- **EXERCISE AIM**:
Could each record be written out again exactly as it stands?
=== Begin Enclosure ===
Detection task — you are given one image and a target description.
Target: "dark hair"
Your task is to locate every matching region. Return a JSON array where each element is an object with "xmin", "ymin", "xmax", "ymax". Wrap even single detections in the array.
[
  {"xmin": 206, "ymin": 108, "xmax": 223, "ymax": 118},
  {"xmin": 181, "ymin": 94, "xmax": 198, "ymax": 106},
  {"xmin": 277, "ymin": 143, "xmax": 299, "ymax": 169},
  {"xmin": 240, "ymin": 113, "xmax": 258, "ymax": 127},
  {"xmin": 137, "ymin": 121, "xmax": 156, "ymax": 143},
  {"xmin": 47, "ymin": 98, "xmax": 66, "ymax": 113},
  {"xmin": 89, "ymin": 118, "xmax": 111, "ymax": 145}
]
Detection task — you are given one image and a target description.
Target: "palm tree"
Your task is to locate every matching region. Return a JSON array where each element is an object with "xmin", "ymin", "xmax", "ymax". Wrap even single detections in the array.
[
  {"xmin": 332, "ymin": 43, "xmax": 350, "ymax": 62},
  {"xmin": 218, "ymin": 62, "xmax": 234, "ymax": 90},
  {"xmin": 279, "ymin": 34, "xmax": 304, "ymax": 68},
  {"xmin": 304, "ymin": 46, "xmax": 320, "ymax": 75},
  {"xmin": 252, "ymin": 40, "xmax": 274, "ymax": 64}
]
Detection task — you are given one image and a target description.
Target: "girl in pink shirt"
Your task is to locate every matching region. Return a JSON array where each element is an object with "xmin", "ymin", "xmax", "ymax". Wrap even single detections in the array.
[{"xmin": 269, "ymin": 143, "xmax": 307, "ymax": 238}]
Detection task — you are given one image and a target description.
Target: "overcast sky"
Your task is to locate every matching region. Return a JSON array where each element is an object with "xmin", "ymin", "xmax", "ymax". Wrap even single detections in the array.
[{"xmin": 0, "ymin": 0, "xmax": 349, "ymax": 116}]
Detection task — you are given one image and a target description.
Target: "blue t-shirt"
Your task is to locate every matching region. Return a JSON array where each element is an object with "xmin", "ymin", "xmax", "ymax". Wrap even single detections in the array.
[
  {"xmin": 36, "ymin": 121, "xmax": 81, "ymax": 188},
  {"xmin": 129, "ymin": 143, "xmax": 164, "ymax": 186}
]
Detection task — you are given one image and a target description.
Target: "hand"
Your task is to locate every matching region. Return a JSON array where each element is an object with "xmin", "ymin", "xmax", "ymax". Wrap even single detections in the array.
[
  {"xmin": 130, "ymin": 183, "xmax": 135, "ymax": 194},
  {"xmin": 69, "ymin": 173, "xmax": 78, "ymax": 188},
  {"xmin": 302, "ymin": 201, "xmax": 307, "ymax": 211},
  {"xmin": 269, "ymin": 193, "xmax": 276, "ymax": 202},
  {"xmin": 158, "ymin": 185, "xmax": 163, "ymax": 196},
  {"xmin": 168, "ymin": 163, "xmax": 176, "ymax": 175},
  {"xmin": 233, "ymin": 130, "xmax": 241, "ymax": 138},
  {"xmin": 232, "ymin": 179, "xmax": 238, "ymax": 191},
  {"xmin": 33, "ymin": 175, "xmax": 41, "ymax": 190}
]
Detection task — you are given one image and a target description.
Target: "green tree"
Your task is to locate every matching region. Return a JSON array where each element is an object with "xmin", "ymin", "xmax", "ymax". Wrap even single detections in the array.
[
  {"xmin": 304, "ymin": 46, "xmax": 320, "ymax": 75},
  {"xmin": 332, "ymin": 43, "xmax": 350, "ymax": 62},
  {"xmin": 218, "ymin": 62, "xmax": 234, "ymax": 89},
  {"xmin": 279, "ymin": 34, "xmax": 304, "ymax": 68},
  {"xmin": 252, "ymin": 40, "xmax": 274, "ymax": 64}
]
=== End Enclosure ===
- **YOUR SOLUTION**:
Detection task — you are given one image and a target description.
Target: "dark hair"
Your task is to locate every matching region. Return a JSON array where each element is an object with "xmin", "ymin", "xmax", "ymax". Wrap even single detections in the array.
[
  {"xmin": 206, "ymin": 108, "xmax": 223, "ymax": 118},
  {"xmin": 181, "ymin": 94, "xmax": 198, "ymax": 106},
  {"xmin": 277, "ymin": 143, "xmax": 299, "ymax": 169},
  {"xmin": 240, "ymin": 113, "xmax": 258, "ymax": 127},
  {"xmin": 137, "ymin": 121, "xmax": 156, "ymax": 143},
  {"xmin": 47, "ymin": 98, "xmax": 66, "ymax": 113},
  {"xmin": 89, "ymin": 118, "xmax": 111, "ymax": 145}
]
Detection task — you are given one image and a target description.
Target: "palm tree"
Your task is to locate every matching region. Return a JSON array where each element is an object with "xmin", "ymin", "xmax", "ymax". Wrap even single detections in the array.
[
  {"xmin": 332, "ymin": 43, "xmax": 350, "ymax": 62},
  {"xmin": 218, "ymin": 62, "xmax": 234, "ymax": 90},
  {"xmin": 279, "ymin": 34, "xmax": 304, "ymax": 68},
  {"xmin": 304, "ymin": 46, "xmax": 320, "ymax": 75},
  {"xmin": 252, "ymin": 40, "xmax": 274, "ymax": 64}
]
Detection task — you are given one image and a target description.
Target: "girl in pink shirt"
Your task is to locate every matching region. Return a JSON array where each element is an object with "xmin", "ymin", "xmax", "ymax". Wrap even single detections in the array.
[{"xmin": 269, "ymin": 143, "xmax": 307, "ymax": 238}]
Detection task — you are given one image and a target description.
Target: "overcast sky"
Your task is to locate every matching region. Return a JSON array where each element is an object with "xmin", "ymin", "xmax", "ymax". Wrap even single detections in the array.
[{"xmin": 0, "ymin": 0, "xmax": 349, "ymax": 116}]
Detection task — you are given one image and a target description.
Target: "blue t-shirt"
Your task is to locate every matching region. Return a JSON array where each element is an object with "xmin", "ymin", "xmax", "ymax". Wrap even single detections in the array.
[
  {"xmin": 36, "ymin": 121, "xmax": 81, "ymax": 188},
  {"xmin": 129, "ymin": 143, "xmax": 164, "ymax": 186}
]
Detection task — you are given one image and a target description.
Target: "hand"
Your task is to locate every matching region. Return a JSON array where each element is an object with "xmin", "ymin", "xmax", "ymax". Wrap even single detections in the array.
[
  {"xmin": 130, "ymin": 183, "xmax": 135, "ymax": 194},
  {"xmin": 69, "ymin": 173, "xmax": 78, "ymax": 188},
  {"xmin": 302, "ymin": 201, "xmax": 307, "ymax": 211},
  {"xmin": 269, "ymin": 193, "xmax": 276, "ymax": 202},
  {"xmin": 158, "ymin": 185, "xmax": 163, "ymax": 196},
  {"xmin": 168, "ymin": 163, "xmax": 176, "ymax": 175},
  {"xmin": 233, "ymin": 130, "xmax": 241, "ymax": 138},
  {"xmin": 232, "ymin": 179, "xmax": 238, "ymax": 191},
  {"xmin": 33, "ymin": 175, "xmax": 41, "ymax": 190}
]
Detection task — you are given one image and a target description.
Target: "green tree"
Your task is to locate every matching region. Return a JSON array where each element is an object with "xmin", "ymin", "xmax", "ymax". Wrap even single detections in the array.
[
  {"xmin": 304, "ymin": 46, "xmax": 320, "ymax": 75},
  {"xmin": 332, "ymin": 43, "xmax": 350, "ymax": 62},
  {"xmin": 218, "ymin": 62, "xmax": 234, "ymax": 89},
  {"xmin": 279, "ymin": 34, "xmax": 304, "ymax": 68},
  {"xmin": 252, "ymin": 40, "xmax": 274, "ymax": 64}
]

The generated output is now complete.